Everything from the line with "Annotation task: mark the blue jeans" to the end of the data should be restated word for word, and nothing before it.

__Material shown__.

========================================================================

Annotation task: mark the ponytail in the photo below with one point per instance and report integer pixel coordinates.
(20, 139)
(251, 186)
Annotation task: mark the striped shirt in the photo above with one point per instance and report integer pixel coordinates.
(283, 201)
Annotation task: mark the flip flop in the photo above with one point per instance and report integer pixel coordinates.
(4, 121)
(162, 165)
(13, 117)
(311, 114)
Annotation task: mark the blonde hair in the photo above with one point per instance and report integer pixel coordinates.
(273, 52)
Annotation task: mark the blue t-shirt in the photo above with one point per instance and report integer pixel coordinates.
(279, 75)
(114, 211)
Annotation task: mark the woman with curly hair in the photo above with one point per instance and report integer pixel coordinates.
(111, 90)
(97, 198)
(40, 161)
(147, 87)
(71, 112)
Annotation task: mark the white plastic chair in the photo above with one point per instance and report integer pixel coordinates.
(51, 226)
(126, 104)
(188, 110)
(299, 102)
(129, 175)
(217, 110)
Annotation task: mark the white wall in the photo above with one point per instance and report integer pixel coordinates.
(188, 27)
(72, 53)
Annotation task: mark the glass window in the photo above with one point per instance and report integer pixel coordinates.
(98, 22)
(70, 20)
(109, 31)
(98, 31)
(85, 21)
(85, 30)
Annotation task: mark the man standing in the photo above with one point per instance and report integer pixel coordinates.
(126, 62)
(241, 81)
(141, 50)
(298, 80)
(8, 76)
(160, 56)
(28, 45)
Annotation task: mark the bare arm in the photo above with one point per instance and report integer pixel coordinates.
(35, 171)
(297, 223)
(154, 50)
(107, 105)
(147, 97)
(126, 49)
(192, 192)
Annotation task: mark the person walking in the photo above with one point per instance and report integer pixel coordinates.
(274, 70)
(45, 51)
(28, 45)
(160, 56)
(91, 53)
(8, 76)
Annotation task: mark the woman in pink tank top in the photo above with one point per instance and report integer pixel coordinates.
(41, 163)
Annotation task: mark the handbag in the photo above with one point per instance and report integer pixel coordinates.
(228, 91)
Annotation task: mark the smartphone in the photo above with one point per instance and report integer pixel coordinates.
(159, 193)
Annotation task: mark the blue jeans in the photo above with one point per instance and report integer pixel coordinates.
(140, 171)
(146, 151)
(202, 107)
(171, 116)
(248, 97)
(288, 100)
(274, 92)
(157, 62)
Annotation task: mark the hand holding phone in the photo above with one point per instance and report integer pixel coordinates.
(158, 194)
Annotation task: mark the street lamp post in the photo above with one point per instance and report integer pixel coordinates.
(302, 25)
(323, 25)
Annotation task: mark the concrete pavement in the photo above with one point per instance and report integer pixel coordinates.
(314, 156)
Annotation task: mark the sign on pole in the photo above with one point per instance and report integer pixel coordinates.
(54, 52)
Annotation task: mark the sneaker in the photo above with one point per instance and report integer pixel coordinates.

========================================================================

__Response to this task__.
Annotation task: mark the blue jeans in the photo above with one point per instance and report integer pixel coordinates.
(140, 171)
(146, 151)
(202, 107)
(171, 116)
(248, 97)
(288, 100)
(274, 92)
(157, 62)
Annotation task: mark the hand holding phone in the photo above with one point per instance and report integer pixel coordinates.
(158, 194)
Annotation task: mark the street lamp post in the photo above with one point per instance and report integer pixel coordinates.
(302, 25)
(323, 25)
Annotation task: mark the concrete pavement in the photo above with one point per instance and report integer pixel coordinates.
(314, 156)
Annotation task: mark the sign on pole in the photo above with one point per instance and report integer pixel coordinates.
(54, 52)
Annotation task: mark the sneaker in the photo above with one point per instance and report integer pixel coordinates.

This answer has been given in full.